───── EXERCISE INPUTS ─────
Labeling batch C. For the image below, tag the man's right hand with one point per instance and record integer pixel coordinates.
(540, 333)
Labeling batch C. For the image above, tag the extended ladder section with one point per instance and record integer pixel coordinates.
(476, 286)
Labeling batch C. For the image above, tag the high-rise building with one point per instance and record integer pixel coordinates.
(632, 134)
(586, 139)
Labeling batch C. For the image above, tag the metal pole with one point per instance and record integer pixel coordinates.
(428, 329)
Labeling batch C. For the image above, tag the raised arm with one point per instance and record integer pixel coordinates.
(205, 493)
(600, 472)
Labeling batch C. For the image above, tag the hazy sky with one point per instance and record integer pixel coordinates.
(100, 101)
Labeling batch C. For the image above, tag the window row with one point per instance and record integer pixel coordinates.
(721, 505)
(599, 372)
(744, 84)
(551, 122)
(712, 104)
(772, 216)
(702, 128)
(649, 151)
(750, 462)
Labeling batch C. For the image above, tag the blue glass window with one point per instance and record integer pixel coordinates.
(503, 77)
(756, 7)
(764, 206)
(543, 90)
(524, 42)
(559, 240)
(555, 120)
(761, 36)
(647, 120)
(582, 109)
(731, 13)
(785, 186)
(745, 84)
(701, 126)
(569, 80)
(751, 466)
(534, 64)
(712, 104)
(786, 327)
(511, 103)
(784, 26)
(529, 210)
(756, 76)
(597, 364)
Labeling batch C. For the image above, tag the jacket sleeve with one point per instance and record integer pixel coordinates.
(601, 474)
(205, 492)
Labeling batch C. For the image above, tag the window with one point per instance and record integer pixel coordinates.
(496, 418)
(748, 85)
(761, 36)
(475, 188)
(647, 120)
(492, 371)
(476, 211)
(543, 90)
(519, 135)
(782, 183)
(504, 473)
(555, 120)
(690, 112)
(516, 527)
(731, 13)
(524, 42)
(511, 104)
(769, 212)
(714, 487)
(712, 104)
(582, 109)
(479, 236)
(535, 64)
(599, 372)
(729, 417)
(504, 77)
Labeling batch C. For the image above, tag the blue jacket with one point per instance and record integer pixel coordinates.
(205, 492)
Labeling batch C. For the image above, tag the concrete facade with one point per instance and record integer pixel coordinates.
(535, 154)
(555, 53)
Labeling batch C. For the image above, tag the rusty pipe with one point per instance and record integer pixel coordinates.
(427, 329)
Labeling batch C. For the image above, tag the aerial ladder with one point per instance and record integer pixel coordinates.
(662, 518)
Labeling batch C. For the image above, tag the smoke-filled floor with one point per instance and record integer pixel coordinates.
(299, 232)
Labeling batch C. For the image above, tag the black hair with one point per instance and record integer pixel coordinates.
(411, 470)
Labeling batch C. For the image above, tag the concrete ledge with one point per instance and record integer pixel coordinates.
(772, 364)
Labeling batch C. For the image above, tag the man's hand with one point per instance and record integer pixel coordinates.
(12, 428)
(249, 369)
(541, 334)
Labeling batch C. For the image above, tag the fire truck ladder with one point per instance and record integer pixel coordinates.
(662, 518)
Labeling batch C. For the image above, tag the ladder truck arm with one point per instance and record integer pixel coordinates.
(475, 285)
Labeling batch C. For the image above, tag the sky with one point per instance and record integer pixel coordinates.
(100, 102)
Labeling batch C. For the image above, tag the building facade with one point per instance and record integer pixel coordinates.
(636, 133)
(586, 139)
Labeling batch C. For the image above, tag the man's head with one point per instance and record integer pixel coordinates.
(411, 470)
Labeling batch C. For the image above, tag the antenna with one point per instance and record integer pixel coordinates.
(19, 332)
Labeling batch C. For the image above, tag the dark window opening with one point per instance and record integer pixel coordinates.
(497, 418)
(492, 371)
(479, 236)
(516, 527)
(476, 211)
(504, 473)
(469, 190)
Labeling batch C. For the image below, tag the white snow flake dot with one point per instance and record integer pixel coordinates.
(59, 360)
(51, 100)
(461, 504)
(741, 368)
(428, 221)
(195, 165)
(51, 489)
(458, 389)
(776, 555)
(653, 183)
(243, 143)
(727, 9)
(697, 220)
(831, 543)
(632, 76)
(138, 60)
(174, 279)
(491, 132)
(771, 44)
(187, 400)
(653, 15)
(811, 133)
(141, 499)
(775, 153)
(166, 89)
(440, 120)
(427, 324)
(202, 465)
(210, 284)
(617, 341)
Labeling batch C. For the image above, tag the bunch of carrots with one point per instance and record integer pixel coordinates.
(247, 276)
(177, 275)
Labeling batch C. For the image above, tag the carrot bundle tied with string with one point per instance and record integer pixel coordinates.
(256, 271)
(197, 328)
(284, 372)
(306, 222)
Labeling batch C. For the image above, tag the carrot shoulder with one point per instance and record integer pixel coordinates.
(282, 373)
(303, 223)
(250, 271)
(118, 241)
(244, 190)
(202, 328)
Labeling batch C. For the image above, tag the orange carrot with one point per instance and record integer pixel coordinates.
─────
**EXERCISE DESCRIPTION**
Every entry above must be returned word for word.

**RESPONSE TO THE TASK**
Labeling batch C. For the image below, tag the man's right hand with one point per instance and record integer pixel coordinates.
(540, 333)
Labeling batch C. For the image above, tag the extended ladder section with one point per instance and record integer pixel coordinates.
(476, 286)
Labeling batch C. For the image above, tag the high-rise building with one point per instance and record integer pixel coordinates.
(632, 134)
(586, 139)
Labeling batch C. For the image above, tag the metal pole with one point per instance and record integer pixel coordinates.
(428, 329)
Labeling batch C. For the image above, tag the raised arm with one point per instance and record integer pixel coordinates.
(205, 493)
(600, 472)
Labeling batch C. For the image above, tag the hazy sky with one point per instance and record integer pixel coordinates.
(100, 101)
Labeling batch C. For the image above, tag the window row with one point per instance and record integer pixel coordinates.
(721, 505)
(599, 372)
(744, 84)
(551, 122)
(712, 104)
(772, 216)
(702, 128)
(649, 151)
(750, 462)
Labeling batch C. For the image above, tag the blue glass window with one point per instance and record integer pixel coordinates.
(503, 77)
(756, 7)
(764, 206)
(543, 90)
(524, 42)
(559, 240)
(555, 120)
(761, 36)
(647, 120)
(582, 109)
(731, 13)
(785, 186)
(745, 84)
(701, 126)
(569, 80)
(751, 466)
(534, 64)
(712, 104)
(786, 327)
(511, 103)
(784, 26)
(529, 210)
(756, 76)
(597, 364)
Labeling batch C. For the image above, tag the jacket sleeve with one point per instance and record integer pixel coordinates.
(601, 474)
(205, 492)
Labeling batch C. For the image above, tag the window with one point per instance and record integer pixel coordinates.
(496, 418)
(748, 85)
(761, 36)
(475, 188)
(647, 120)
(492, 371)
(476, 211)
(543, 90)
(519, 135)
(782, 183)
(504, 473)
(555, 120)
(690, 112)
(516, 527)
(731, 13)
(524, 42)
(511, 104)
(769, 212)
(714, 487)
(712, 104)
(582, 109)
(479, 236)
(535, 64)
(599, 372)
(729, 417)
(504, 77)
Labeling batch C. For the image above, tag the blue jacket with one point per instance and record integer pixel coordinates.
(205, 492)
Labeling batch C. For the image above, tag the concrete facade with one point per instance and record integer pixel coordinates.
(535, 154)
(555, 53)
Labeling batch C. For the image above, tag the rusty pipe with one point per instance and record integer pixel coordinates.
(427, 329)
Labeling batch C. For the image above, tag the aerial ladder with one point per instance and record integer pixel coordinates.
(662, 518)
Labeling batch C. For the image above, tag the smoke-filled floor with one point per instance and record integer pixel coordinates.
(299, 232)
Labeling batch C. For the image above, tag the black hair with one point per instance and record integer pixel coordinates.
(411, 470)
Labeling batch C. For the image above, tag the concrete ledge with one point per instance and record integer pixel coordinates.
(772, 364)
Labeling batch C. For the image above, tag the man's hand with one point per instance and record integer pixel coordinates.
(12, 428)
(249, 369)
(541, 334)
Labeling batch C. For the image above, tag the fire truck ladder with one point per instance and record integer pixel coordinates.
(662, 518)
Labeling batch C. For the image above, tag the ladder truck arm with one point per instance and record integer pixel coordinates.
(475, 285)
Labeling batch C. For the image above, tag the sky with one point per instance and record integer pixel coordinates.
(100, 102)
Labeling batch C. For the image above, tag the building facade with one point per instance and record integer pixel coordinates.
(636, 133)
(586, 139)
Labeling batch C. For the image above, tag the man's head with one point per instance and record integer pixel coordinates.
(411, 470)
Labeling batch C. For the image above, tag the antenna with one point per instance and record integer pixel coordinates.
(19, 332)
Labeling batch C. For the image above, tag the dark window opening with one point per instance and record integer pixel coordinates.
(497, 418)
(492, 371)
(479, 236)
(516, 527)
(476, 211)
(504, 473)
(469, 190)
Labeling batch C. For the image below, tag the white snow flake dot with one point per instance and record integer pixel coordinates.
(59, 360)
(51, 100)
(461, 504)
(741, 368)
(428, 221)
(195, 165)
(51, 489)
(458, 389)
(776, 555)
(653, 183)
(243, 143)
(727, 9)
(697, 220)
(831, 543)
(632, 76)
(138, 60)
(174, 279)
(491, 132)
(771, 44)
(187, 400)
(653, 15)
(811, 133)
(141, 499)
(775, 153)
(166, 89)
(440, 120)
(427, 324)
(202, 465)
(210, 284)
(617, 341)
Labeling batch C. For the image above, tag the bunch of carrots with one point per instance and record integer pixel coordinates.
(247, 276)
(177, 275)
Labeling batch C. For the image above, tag the carrot bundle tied with string with one point per instance and record integer pixel coordinates.
(256, 271)
(197, 328)
(284, 372)
(306, 222)
Labeling batch C. For the image above, tag the carrot shoulder with one point per instance and record integer pixel coordinates.
(282, 373)
(303, 223)
(250, 271)
(118, 241)
(244, 190)
(202, 328)
Labeling batch C. For the image above, tag the orange carrot with one point per instance and record integer pixel coordinates.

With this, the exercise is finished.